**Data provided**

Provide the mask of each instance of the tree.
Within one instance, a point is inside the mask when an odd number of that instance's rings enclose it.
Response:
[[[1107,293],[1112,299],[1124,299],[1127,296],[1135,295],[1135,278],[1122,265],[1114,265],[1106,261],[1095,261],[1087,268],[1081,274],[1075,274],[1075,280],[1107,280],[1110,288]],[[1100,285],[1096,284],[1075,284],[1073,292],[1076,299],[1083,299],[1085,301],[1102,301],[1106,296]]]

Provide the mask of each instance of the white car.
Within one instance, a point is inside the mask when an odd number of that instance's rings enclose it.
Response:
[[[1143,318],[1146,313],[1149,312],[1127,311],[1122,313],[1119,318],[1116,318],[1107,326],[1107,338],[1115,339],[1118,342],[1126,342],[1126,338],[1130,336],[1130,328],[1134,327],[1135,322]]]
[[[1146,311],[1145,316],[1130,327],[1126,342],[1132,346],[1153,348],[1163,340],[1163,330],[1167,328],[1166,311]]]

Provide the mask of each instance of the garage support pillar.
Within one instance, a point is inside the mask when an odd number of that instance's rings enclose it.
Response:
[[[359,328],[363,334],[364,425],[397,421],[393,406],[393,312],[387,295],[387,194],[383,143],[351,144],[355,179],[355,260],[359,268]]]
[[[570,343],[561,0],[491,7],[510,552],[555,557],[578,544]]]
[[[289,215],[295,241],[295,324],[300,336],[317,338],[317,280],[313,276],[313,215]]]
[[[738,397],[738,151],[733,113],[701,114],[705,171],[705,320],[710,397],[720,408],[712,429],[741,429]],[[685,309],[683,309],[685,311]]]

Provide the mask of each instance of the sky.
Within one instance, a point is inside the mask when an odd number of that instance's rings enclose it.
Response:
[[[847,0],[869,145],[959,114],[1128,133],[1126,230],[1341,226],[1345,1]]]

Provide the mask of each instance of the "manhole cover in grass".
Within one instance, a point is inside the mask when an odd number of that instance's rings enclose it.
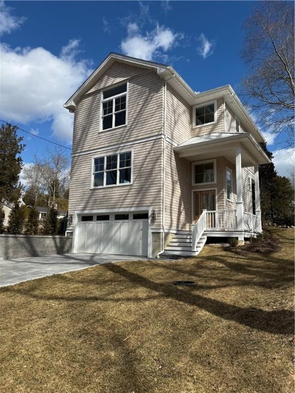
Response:
[[[173,282],[174,285],[193,285],[195,284],[194,281],[186,281],[185,280],[178,280]]]

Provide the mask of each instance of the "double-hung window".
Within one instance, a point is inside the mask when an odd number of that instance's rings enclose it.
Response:
[[[194,184],[215,182],[215,161],[194,164]]]
[[[226,168],[225,180],[226,182],[226,198],[229,201],[233,199],[233,171]]]
[[[194,126],[210,124],[215,122],[215,101],[206,105],[194,107]]]
[[[94,158],[92,187],[130,184],[132,155],[131,151],[127,151]]]
[[[125,125],[127,122],[127,83],[104,90],[102,93],[101,129]]]

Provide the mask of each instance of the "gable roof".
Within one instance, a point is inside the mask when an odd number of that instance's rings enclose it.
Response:
[[[259,142],[265,141],[264,137],[230,84],[202,93],[196,92],[192,89],[171,66],[137,59],[114,52],[110,53],[84,83],[70,97],[64,106],[70,112],[74,112],[77,103],[81,96],[115,61],[141,68],[154,70],[160,78],[167,82],[190,105],[193,106],[201,103],[204,102],[204,99],[207,101],[218,97],[223,97],[238,111],[241,122],[253,132],[257,141]]]

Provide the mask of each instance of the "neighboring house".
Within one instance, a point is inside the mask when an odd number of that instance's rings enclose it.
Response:
[[[196,93],[170,66],[111,53],[65,106],[73,252],[195,255],[207,236],[261,231],[269,159],[229,85]]]
[[[23,206],[24,205],[26,205],[25,202],[23,201],[22,198],[20,198],[18,203],[19,204],[19,206]],[[3,220],[3,226],[5,228],[6,228],[8,226],[8,223],[9,222],[9,216],[10,215],[10,213],[11,212],[11,210],[13,208],[13,206],[14,206],[13,203],[10,203],[9,202],[6,202],[5,201],[3,202],[2,203],[2,209],[3,210],[3,212],[4,212],[4,220]]]
[[[2,203],[2,210],[4,213],[4,220],[3,220],[3,226],[6,228],[8,226],[8,223],[9,222],[9,216],[11,210],[13,208],[13,206],[12,204],[8,203],[8,202],[3,202]]]
[[[28,207],[32,208],[33,207],[31,205],[28,205]],[[35,206],[35,209],[39,213],[39,221],[43,221],[47,215],[48,208],[43,206]],[[65,210],[57,210],[57,219],[62,219],[67,215],[67,212]]]

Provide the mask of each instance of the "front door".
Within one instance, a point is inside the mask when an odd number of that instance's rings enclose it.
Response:
[[[215,210],[215,190],[194,192],[194,223],[197,222],[204,209]]]

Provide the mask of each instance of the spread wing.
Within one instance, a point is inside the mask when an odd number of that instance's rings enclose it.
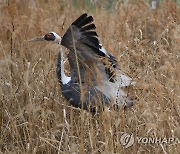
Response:
[[[105,69],[101,69],[104,71],[102,73],[105,73],[111,82],[116,82],[119,80],[117,78],[120,78],[122,86],[130,85],[132,79],[127,75],[122,76],[120,74],[117,77],[118,65],[116,58],[102,47],[95,29],[93,17],[84,13],[70,25],[62,37],[61,45],[72,52],[75,52],[76,49],[78,58],[83,61],[98,63],[99,57],[107,57],[108,63],[107,61],[104,63]]]
[[[86,13],[76,19],[62,37],[61,45],[74,51],[76,48],[79,58],[82,60],[95,60],[97,56],[106,56],[101,51],[101,44],[95,32],[93,17]]]

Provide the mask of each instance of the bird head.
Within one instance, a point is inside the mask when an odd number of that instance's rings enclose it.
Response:
[[[36,37],[29,40],[29,42],[36,42],[36,41],[51,41],[57,44],[61,44],[61,37],[55,32],[49,32],[44,36]]]

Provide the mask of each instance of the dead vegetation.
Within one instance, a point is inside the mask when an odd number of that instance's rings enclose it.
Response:
[[[56,78],[58,48],[26,40],[49,31],[63,34],[85,10],[71,1],[0,2],[1,153],[178,153],[179,144],[135,143],[123,132],[180,138],[180,10],[172,2],[152,11],[147,3],[94,16],[103,45],[137,81],[132,108],[98,116],[74,109]]]

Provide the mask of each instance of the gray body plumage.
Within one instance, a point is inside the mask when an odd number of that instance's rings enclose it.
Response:
[[[84,90],[84,99],[82,98],[82,93],[80,90],[80,84],[78,82],[77,76],[77,64],[74,62],[74,59],[71,59],[71,54],[68,54],[68,61],[70,65],[70,72],[71,72],[71,80],[67,84],[62,84],[61,82],[61,60],[63,60],[63,56],[61,55],[62,52],[58,54],[58,61],[57,61],[57,77],[61,85],[62,94],[63,96],[77,108],[82,108],[91,112],[95,112],[96,108],[103,107],[104,105],[110,105],[110,99],[106,97],[103,93],[93,87],[88,85],[84,85],[82,82],[82,87],[85,86]],[[84,68],[80,68],[80,73],[84,74]]]

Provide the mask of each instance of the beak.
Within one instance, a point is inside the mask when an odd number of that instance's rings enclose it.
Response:
[[[28,40],[28,42],[45,41],[44,36],[36,37]]]

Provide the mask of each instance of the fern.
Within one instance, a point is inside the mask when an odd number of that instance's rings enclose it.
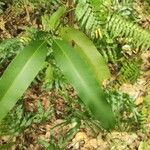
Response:
[[[131,38],[133,44],[141,49],[150,49],[150,33],[133,22],[127,21],[118,15],[113,15],[107,25],[113,37]]]
[[[148,95],[147,97],[144,98],[144,102],[143,102],[143,106],[141,108],[141,112],[140,112],[140,123],[141,123],[141,128],[146,131],[149,132],[150,128],[149,128],[149,123],[150,123],[150,95]]]
[[[95,36],[95,31],[100,29],[107,21],[108,7],[110,0],[76,0],[76,17],[81,27],[90,34]]]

**Exercise directions**
Locate each of the lines above that contains the word "support", and copy those lines in full.

**Solved problem**
Provide the mask of each instance of the garage support pillar.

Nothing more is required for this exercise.